# Supplied records

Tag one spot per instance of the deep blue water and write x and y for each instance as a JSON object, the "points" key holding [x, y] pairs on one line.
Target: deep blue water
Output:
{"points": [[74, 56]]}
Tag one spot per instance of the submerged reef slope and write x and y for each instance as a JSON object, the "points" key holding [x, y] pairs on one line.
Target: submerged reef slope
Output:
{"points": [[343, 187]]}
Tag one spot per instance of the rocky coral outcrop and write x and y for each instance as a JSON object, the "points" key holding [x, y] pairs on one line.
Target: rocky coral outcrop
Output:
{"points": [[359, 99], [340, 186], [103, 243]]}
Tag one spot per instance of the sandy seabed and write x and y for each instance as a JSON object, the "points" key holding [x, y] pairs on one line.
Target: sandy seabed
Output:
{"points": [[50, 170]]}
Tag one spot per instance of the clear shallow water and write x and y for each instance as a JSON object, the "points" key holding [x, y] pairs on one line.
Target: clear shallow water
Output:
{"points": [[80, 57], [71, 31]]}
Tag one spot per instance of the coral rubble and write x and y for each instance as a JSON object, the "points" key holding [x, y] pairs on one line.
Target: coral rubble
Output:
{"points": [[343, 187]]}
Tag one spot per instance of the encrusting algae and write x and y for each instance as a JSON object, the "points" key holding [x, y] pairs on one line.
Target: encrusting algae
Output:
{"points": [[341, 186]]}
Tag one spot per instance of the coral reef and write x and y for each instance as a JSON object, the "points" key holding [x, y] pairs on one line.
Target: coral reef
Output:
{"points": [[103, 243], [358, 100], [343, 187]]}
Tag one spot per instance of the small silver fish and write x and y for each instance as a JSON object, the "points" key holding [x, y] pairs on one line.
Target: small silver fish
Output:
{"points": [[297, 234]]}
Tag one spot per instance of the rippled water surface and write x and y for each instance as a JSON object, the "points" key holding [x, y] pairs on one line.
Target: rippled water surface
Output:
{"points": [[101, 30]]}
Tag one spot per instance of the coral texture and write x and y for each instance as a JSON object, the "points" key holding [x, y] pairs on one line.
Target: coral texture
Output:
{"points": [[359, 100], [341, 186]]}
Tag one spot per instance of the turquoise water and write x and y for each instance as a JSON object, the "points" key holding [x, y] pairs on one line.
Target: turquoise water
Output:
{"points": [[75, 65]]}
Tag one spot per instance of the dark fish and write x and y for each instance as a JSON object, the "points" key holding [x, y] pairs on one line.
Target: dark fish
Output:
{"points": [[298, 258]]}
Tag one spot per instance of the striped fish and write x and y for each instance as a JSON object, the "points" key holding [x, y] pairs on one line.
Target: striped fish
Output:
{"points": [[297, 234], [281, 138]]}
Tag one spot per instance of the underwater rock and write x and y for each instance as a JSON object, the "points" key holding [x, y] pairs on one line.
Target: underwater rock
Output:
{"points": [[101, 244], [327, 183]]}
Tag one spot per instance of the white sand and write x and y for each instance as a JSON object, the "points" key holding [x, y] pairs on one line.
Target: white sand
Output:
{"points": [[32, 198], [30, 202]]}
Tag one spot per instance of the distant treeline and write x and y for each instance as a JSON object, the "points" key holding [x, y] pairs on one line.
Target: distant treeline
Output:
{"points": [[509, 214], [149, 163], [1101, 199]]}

# Brief
Can you retype the whole listing above line for line, with no changes?

# Solution to this task
Tag one spot per instance of the deep blue water and write x and y for each instance as a JSON object, the "points" key holding [x, y] pairs on one line.
Target: deep blue water
Output:
{"points": [[74, 56]]}
Tag one spot per instance of the submerged reef slope and write x and y for each instance as a JSON object, the "points" key holding [x, y] pairs on one line.
Target: submerged reef slope
Output:
{"points": [[343, 187]]}
Tag one spot per instance of the rocky coral outcrop and write x and y for each instance as a JSON object, the "points" key holding [x, y] pairs on one line.
Target: rocky coral outcrop
Output:
{"points": [[359, 99], [340, 186], [103, 243]]}
Tag one spot per instance of the sandy seabed and write x and y for each instance as a JSON object, the "points" key holding [x, y] pairs on one line.
Target: sandy seabed
Output:
{"points": [[50, 170]]}
Tag one spot per instance of the clear shallow water and write x and y for each instance as a JSON object, the "points" key holding [x, y] pairs on one line.
Target: clear shallow water
Output:
{"points": [[80, 57], [71, 31]]}
Tag one spot per instance of the coral rubble and write x and y for each instance as a JSON object, the "points" key holding [x, y] pairs on one line.
Target: coral rubble
Output:
{"points": [[343, 187]]}
Tag one spot per instance of the encrusting algae and write x and y for each instance as a JSON object, the "points" key holding [x, y] pairs on one line.
Target: encrusting algae
Output:
{"points": [[341, 186]]}
Tag one spot per instance of the coral reef and write x and y for each instance as a JSON object, the "points" key holding [x, y] pairs on one line.
Target: coral reef
Output:
{"points": [[103, 243], [358, 100], [343, 187]]}
Tag one spot per instance of the small silver fish and write x and y for each instance as a JSON object, the "points" key holding [x, y] pairs on one line.
Target: small silver fish
Output:
{"points": [[297, 234]]}
Tag one spot per instance of the rippled water surface and write x and y for each instance as a JSON object, the "points" key holding [x, y] pairs on one line.
Target: rippled water surface
Output:
{"points": [[101, 30]]}
Tag one spot per instance of the coral texture and write x and y for each instance as a JSON object, the "points" key holding [x, y] pairs on one line.
Target: coral texture
Output:
{"points": [[359, 100], [341, 186]]}
Tag one spot per instance of the turquoise water and write x and y for each instance as a JSON object, the "points" key holding [x, y] pairs on one line.
Target: turquoise water
Output:
{"points": [[75, 65]]}
Tag one spot per instance of the dark fish and write x and y for each instance as a JSON object, the "points" key holding [x, y] pairs on one line.
Target: dark fish
Output:
{"points": [[298, 258]]}
Tag one spot per instance of the striped fish and write x and y for each instance as a JSON object, the "points" key holding [x, y] pairs on one line.
Target: striped fish
Output:
{"points": [[297, 234], [281, 138]]}
Tag one spot per instance of the underwater rock and write x and y for each instance as a JSON object, the "points" key holding [x, y] pairs on one line.
Target: underwater rock
Output:
{"points": [[101, 244], [327, 183]]}
Tag one spot per instance of the white sand and write x and y for each instance as a JSON object, the "points" key holding [x, y] pairs on one line.
Target: white sand
Output:
{"points": [[32, 198], [30, 202]]}
Tag one spot per instance of the distant treeline and write x and y for each instance as a JSON object, the "points" key holding [x, y] pairs on one line.
Target: distant treeline
Output:
{"points": [[509, 214], [149, 163], [1101, 199]]}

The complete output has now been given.